What is needed:
Please count the lines in the records below that contain the string "statue" and reply with only that number.

Extracted information:
┄┄┄┄┄┄┄┄┄┄
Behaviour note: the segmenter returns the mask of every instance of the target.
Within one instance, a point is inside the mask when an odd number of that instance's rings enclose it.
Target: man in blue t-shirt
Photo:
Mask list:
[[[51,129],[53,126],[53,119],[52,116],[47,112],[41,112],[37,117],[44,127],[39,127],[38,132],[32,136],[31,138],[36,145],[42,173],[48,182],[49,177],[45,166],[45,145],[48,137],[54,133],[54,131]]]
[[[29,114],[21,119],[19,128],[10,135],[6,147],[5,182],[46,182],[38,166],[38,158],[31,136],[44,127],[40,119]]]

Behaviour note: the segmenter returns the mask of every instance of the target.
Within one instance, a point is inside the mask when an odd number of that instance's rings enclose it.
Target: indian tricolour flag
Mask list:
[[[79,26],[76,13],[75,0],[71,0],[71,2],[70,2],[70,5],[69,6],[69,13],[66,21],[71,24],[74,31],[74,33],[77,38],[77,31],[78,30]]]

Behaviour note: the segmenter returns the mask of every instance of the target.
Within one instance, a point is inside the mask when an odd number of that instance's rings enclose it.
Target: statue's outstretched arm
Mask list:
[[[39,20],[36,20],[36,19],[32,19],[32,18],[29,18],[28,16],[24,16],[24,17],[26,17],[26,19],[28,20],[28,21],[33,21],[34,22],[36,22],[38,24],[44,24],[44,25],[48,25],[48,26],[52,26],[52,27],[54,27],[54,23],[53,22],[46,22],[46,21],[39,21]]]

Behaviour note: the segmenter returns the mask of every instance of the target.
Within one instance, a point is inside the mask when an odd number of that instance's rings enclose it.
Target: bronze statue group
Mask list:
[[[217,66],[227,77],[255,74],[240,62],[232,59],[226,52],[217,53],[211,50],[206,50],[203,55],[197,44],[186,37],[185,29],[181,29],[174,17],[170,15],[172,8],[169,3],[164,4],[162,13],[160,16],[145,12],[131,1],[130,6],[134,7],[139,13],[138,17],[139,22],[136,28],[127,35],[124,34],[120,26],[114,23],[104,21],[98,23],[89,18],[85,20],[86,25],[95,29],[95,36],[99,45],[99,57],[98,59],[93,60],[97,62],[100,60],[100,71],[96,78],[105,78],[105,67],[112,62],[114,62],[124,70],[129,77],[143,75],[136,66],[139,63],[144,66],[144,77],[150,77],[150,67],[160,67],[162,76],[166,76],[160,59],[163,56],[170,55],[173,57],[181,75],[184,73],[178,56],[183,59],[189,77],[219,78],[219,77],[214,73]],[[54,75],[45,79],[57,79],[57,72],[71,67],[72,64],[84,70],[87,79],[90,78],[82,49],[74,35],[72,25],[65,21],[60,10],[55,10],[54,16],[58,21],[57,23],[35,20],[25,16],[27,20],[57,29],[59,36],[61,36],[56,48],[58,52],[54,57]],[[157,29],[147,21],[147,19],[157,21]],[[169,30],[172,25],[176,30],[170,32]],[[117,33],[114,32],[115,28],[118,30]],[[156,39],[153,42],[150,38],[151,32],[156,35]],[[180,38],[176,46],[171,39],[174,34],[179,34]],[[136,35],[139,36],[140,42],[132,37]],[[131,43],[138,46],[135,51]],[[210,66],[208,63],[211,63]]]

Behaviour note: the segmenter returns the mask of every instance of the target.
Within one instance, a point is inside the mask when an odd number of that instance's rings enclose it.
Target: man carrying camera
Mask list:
┄┄┄┄┄┄┄┄┄┄
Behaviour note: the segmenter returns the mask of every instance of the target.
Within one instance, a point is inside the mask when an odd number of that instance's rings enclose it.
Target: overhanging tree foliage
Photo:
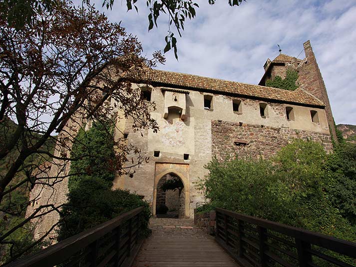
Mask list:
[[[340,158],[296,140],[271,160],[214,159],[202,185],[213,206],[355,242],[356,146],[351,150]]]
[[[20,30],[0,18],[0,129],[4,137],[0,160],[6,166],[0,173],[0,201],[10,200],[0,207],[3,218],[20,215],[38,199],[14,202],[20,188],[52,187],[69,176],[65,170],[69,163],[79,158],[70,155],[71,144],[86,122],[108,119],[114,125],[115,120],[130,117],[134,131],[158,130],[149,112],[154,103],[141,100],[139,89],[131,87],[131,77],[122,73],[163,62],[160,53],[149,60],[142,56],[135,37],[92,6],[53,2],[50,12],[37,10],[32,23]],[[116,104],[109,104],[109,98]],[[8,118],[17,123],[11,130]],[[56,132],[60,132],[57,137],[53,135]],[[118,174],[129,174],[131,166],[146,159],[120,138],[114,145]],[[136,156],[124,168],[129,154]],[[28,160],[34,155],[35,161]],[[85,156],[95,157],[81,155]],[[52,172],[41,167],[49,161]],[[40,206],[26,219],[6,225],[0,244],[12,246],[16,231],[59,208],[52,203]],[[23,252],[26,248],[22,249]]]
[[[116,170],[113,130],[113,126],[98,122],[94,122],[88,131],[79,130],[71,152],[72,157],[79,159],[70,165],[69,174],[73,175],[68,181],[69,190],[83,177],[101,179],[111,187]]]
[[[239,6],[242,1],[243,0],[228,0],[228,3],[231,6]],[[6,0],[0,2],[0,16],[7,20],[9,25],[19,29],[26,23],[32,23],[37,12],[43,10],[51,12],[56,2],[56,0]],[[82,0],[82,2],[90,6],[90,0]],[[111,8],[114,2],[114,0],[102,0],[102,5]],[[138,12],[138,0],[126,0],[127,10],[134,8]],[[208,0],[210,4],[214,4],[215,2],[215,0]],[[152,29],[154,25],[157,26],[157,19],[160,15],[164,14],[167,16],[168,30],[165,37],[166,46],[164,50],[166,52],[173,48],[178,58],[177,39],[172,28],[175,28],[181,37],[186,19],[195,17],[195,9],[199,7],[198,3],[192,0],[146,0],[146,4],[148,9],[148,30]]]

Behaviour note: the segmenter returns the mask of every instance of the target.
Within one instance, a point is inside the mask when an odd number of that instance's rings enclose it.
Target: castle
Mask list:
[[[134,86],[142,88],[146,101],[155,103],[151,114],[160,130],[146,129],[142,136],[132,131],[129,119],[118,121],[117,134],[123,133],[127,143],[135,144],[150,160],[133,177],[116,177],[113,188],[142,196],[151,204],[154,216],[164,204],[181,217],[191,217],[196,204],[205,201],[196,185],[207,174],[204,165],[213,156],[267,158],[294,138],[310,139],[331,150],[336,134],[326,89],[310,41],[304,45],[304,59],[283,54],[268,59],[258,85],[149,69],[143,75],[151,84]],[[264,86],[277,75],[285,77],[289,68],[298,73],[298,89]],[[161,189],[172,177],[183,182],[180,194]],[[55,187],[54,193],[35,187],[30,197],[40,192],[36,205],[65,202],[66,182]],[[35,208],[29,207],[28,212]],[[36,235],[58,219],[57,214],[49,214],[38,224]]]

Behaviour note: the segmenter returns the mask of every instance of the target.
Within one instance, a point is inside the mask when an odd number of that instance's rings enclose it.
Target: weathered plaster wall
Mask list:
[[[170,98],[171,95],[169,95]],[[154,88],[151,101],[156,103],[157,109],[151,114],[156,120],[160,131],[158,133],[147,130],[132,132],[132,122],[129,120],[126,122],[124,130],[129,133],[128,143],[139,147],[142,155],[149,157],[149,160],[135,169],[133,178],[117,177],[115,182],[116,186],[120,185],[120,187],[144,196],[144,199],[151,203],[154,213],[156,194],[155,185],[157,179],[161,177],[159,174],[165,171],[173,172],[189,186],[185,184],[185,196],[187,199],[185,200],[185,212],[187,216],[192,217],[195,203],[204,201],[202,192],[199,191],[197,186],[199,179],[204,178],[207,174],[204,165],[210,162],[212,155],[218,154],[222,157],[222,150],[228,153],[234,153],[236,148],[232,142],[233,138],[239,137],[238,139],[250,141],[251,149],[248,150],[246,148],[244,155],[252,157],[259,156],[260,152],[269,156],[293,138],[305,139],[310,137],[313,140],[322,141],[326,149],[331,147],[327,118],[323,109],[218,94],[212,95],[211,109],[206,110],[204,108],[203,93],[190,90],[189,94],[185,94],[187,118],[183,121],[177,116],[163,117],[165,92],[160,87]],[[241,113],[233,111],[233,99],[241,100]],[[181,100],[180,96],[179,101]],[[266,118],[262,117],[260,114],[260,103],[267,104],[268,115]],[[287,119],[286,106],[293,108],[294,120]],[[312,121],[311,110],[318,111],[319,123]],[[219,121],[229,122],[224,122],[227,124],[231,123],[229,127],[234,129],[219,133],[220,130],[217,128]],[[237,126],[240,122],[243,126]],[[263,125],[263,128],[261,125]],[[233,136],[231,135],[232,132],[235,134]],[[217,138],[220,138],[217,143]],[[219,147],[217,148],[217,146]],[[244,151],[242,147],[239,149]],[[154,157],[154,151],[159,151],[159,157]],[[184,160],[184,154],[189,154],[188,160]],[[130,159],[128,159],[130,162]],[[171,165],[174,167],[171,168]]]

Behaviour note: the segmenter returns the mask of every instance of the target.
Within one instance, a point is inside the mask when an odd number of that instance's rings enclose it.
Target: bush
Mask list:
┄┄┄┄┄┄┄┄┄┄
Result of the task:
2